─── Supplied material

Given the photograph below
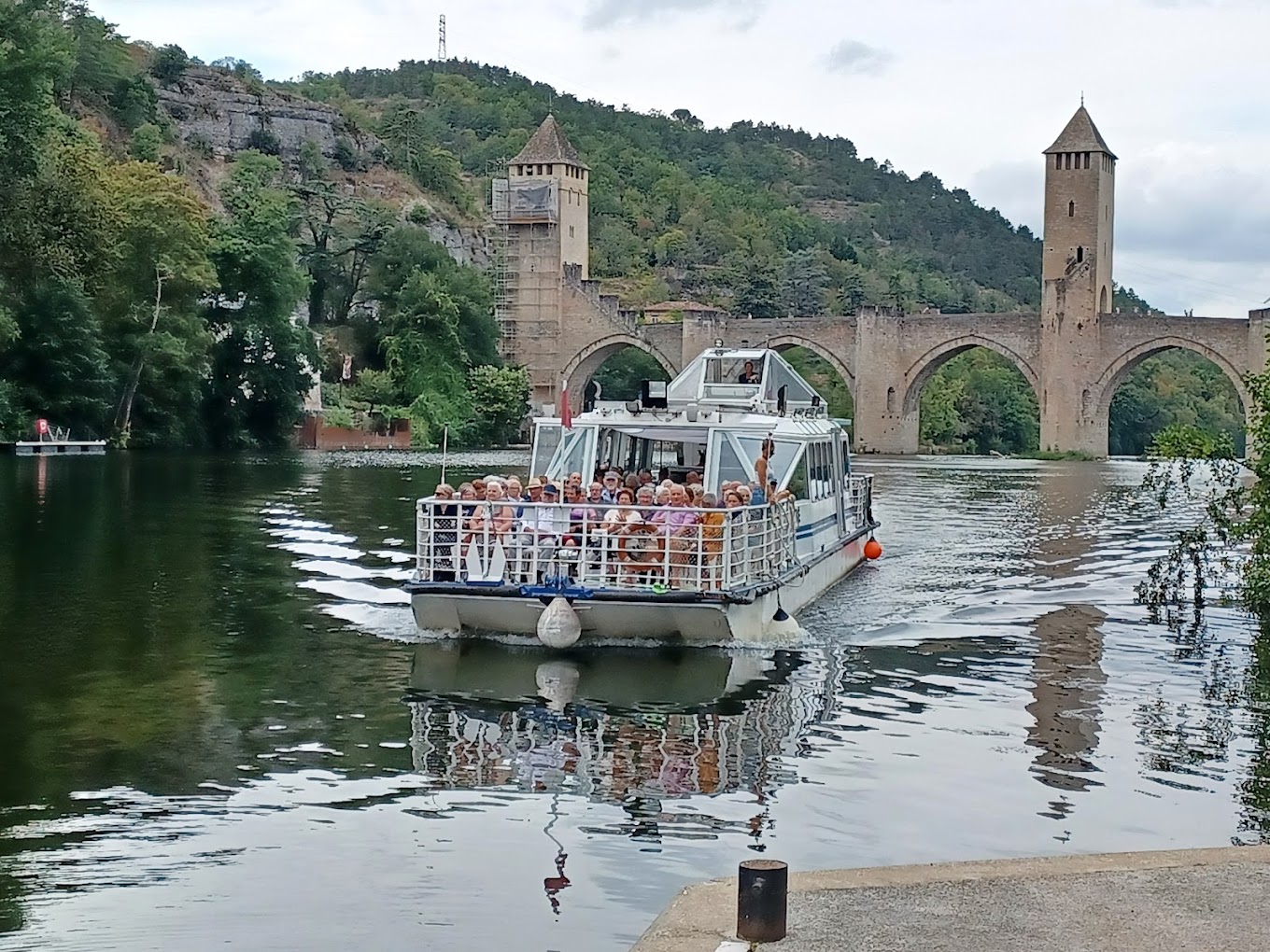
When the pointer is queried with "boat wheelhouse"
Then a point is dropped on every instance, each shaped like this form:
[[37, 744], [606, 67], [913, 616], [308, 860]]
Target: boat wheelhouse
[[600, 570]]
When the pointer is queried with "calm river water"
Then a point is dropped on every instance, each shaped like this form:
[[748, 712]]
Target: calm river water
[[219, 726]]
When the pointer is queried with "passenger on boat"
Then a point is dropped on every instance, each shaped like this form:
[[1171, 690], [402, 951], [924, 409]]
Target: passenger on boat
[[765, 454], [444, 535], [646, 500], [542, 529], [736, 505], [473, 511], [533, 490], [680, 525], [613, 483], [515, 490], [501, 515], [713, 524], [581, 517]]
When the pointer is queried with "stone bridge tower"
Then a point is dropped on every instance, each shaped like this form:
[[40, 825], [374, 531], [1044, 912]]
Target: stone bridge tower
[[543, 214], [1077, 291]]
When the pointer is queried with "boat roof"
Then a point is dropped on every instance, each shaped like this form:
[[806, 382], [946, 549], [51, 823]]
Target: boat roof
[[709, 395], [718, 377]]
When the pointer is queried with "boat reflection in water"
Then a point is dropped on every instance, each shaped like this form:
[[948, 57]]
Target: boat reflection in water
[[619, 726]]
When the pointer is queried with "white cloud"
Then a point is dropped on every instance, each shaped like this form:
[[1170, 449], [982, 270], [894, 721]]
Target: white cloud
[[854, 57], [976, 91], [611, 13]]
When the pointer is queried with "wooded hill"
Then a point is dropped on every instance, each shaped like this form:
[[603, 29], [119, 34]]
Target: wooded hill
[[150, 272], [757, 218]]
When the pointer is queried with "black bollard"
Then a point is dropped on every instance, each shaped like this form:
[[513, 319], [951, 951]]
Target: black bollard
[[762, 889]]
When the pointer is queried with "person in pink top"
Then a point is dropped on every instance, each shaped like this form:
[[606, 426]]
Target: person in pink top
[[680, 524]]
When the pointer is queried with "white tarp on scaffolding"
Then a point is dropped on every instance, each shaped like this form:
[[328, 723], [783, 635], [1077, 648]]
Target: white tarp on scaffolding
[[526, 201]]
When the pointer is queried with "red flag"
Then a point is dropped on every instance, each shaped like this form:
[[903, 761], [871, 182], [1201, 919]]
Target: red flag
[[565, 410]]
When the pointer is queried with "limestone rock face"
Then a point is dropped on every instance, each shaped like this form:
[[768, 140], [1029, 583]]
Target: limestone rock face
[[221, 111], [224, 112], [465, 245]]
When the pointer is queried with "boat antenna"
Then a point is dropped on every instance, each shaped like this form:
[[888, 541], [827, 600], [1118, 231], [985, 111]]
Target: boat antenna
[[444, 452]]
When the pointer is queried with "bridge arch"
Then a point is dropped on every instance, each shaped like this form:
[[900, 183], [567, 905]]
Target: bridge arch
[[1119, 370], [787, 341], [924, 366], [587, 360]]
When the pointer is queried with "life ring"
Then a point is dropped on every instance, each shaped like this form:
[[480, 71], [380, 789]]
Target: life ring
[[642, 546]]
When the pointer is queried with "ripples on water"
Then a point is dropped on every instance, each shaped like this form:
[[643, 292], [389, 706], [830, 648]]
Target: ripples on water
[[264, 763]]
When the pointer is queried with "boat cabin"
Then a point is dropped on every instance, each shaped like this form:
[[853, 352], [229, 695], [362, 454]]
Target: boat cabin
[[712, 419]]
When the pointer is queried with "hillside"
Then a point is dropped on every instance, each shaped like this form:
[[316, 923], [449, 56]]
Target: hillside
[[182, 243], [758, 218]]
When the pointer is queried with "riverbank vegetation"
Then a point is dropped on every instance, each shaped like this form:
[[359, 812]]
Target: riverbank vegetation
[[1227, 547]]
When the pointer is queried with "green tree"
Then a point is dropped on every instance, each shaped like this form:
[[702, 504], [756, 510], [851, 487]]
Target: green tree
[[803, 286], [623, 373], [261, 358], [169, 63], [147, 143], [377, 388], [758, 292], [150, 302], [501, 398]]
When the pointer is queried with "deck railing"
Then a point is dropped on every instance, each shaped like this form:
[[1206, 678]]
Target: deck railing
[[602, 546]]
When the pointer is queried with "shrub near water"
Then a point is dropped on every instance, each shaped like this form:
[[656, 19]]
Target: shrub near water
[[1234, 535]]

──────

What to work on =
The job here is to retype the data exactly, with no pictures included.

Task output =
Given the photograph below
When the pointer is queried with "boat wheelhouse"
Then a point is dropped on every instance, each shaped like this form:
[[37, 744], [606, 67], [913, 616], [308, 860]]
Target: boat wheelhouse
[[600, 570]]
When the pointer is queried with "calm river water"
Then a point is dropped on every instance, each shaped like this form:
[[748, 712]]
Target: calm river water
[[219, 726]]
When the pointer is queried with "passenger on boat"
Then a point is dropped on every instance, each shaped like this form:
[[1171, 690], [402, 951], [924, 409]]
Target: passenger on boat
[[765, 454], [444, 535], [646, 500], [542, 529], [736, 505], [473, 511], [533, 490], [680, 525], [613, 483], [515, 490], [501, 515], [713, 524], [581, 517]]
When the pointer is queried with "stone bridge tower"
Then a point is dropped on every instance, each shaped like this form:
[[40, 825], [374, 531], [1044, 912]]
Target: stone bridge tower
[[543, 214], [1077, 291]]
When the pointer is queried with "boat roof"
Then a point is dropped on every instance, each shaped like this form:
[[806, 382], [946, 549], [51, 823]]
Target: boat roof
[[709, 395], [718, 377]]
When the pointer is queried with "boat reflection in water"
Then a point is dropped on every instance, each shaped like this form:
[[948, 57]]
Target: boat reflection in water
[[619, 726]]
When the pointer is queried with "white cloud"
Then a point is dropped on every instance, each shaped like this form:
[[1170, 449], [982, 270], [894, 721]]
Target: white cloud
[[854, 57], [976, 91], [611, 13]]
When the pointer is queried with "wooded hill"
Then a point is dropped on every instance, each shaped like this form:
[[603, 29], [119, 34]]
Target: wooded hill
[[150, 272], [757, 218]]
When the pointer is queried with "black bollard"
Then a point is dropped on every instance, each shaped like this form:
[[513, 319], [951, 951]]
Target: black bollard
[[762, 889]]
When the pointer is queried with "person in pink top"
Then a point is dropped on every instance, each shaped like this form:
[[606, 426]]
Target: person in pink top
[[680, 524]]
When the pointer is queried with "white tarp on scaffolding"
Then a point is dropped on every instance, each shaped like this form:
[[328, 723], [783, 635], [1077, 648]]
Target: white tarp on scaffolding
[[526, 201]]
When the pointer is queried with "red flag"
Then a point is dropped on every instance, each shaped like this form:
[[903, 761], [871, 182], [1201, 919]]
Target: red flag
[[565, 410]]
When the pointer is queried with "limestone rock face"
Then a point is dropped on every instance, each shaped like this form:
[[768, 140], [1029, 583]]
Target: limestone rock face
[[221, 111], [224, 112], [465, 245]]
When the pointer is queried with "boat antenna"
Then a point is dropped on every instance, each shaped like this form:
[[888, 541], [827, 600], [1118, 231], [985, 111]]
Target: boat antenna
[[444, 452]]
When the pointer is queried with "bridge arch"
Then a point is dropped on every instance, each shaped like this form:
[[900, 183], [567, 905]]
Target: bridge arch
[[1119, 370], [787, 341], [924, 366], [587, 360]]
When the pointer is queried with "life ring"
Then a point is dropped on every instance, each shaped like this form:
[[480, 71], [380, 789]]
Target: life ring
[[642, 546]]
When the pointer is queried with "ripples on water"
Then a point is dropped on every instance, each shaped like this form:
[[643, 292], [389, 706], [830, 648]]
Target: ripples on water
[[264, 763]]
When the pointer is queried with "boat cabin"
Then a point is dropped on every instance, each shaped like this form:
[[853, 352], [229, 695], [362, 454]]
Target: boat cabin
[[712, 419]]
When the pointer is queried with "hillside"
Then a point is dropped on every instance, each shaped like this form:
[[316, 923], [449, 56]]
Target: hillside
[[182, 243], [758, 218]]
When the pointer is queried with "riverbank vegetation"
Then a point is dropped on every instance, each shaped like this form:
[[359, 812]]
Target: riverbank vegetation
[[1227, 547]]
When the pointer is queried with "green tree"
Then a point is dropped on every instance, each shaped like this form:
[[702, 504], [756, 510], [851, 487]]
Target: green tree
[[803, 286], [623, 373], [261, 358], [169, 63], [147, 143], [377, 388], [758, 292], [150, 302], [501, 398]]
When the pointer is queried with "deck railing"
Then a point is dropped on every instance, each shaped like this form:
[[1206, 678]]
Target: deck railing
[[602, 546]]
When the pointer is queried with "shrub near water"
Then a point is dropped on every instance, each shaped like this form:
[[656, 19]]
Target: shrub near water
[[1234, 535]]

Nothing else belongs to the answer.